Data records:
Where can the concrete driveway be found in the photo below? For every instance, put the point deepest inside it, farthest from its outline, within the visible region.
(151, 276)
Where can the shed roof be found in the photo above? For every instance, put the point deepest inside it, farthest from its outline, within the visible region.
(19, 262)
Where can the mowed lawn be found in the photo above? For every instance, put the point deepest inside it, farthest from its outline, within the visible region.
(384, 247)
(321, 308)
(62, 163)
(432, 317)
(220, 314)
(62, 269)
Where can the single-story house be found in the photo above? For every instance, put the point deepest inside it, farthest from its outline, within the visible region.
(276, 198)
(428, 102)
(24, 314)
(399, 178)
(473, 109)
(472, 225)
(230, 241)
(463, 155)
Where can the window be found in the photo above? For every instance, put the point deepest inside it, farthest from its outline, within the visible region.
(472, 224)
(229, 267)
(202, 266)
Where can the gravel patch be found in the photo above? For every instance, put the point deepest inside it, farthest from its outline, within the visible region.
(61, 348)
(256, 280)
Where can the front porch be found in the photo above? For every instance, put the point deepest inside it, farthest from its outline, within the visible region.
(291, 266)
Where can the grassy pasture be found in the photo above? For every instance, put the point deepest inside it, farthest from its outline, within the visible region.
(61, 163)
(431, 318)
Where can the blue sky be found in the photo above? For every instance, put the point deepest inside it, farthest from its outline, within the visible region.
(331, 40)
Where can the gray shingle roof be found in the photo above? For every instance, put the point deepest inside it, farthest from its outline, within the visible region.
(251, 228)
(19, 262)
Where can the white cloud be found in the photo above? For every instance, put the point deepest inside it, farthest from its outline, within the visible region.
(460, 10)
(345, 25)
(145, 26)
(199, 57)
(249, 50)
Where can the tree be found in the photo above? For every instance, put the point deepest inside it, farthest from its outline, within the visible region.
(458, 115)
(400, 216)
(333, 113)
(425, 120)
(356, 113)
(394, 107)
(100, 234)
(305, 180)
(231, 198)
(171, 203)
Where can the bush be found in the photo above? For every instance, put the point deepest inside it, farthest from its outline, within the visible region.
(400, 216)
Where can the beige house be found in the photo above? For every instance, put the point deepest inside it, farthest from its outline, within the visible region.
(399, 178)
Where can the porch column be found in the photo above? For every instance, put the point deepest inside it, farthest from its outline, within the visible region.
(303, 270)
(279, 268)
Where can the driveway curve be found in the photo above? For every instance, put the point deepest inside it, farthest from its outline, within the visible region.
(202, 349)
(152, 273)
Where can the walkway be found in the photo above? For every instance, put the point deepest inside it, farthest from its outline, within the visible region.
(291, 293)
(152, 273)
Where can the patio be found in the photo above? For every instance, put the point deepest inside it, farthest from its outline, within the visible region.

:: STATED EXERCISE ::
Exactly as written, give the line containing "Where can the driveway" and all remaining lines of the records.

:: WRITTEN RESPONSE ::
Where can the driveway curve be found in the photo above? For every instance, put the point deepest inside it, farthest from its outline, within the visible region.
(202, 349)
(152, 273)
Where can the walkway be found in the photo above? For every instance, put the point deepest inside it, farthest from its outline, within the visible region.
(291, 293)
(152, 273)
Where can the patio be found in the photo above? For every instance, put the point deepest inside it, farthest from its outline, within the visible region.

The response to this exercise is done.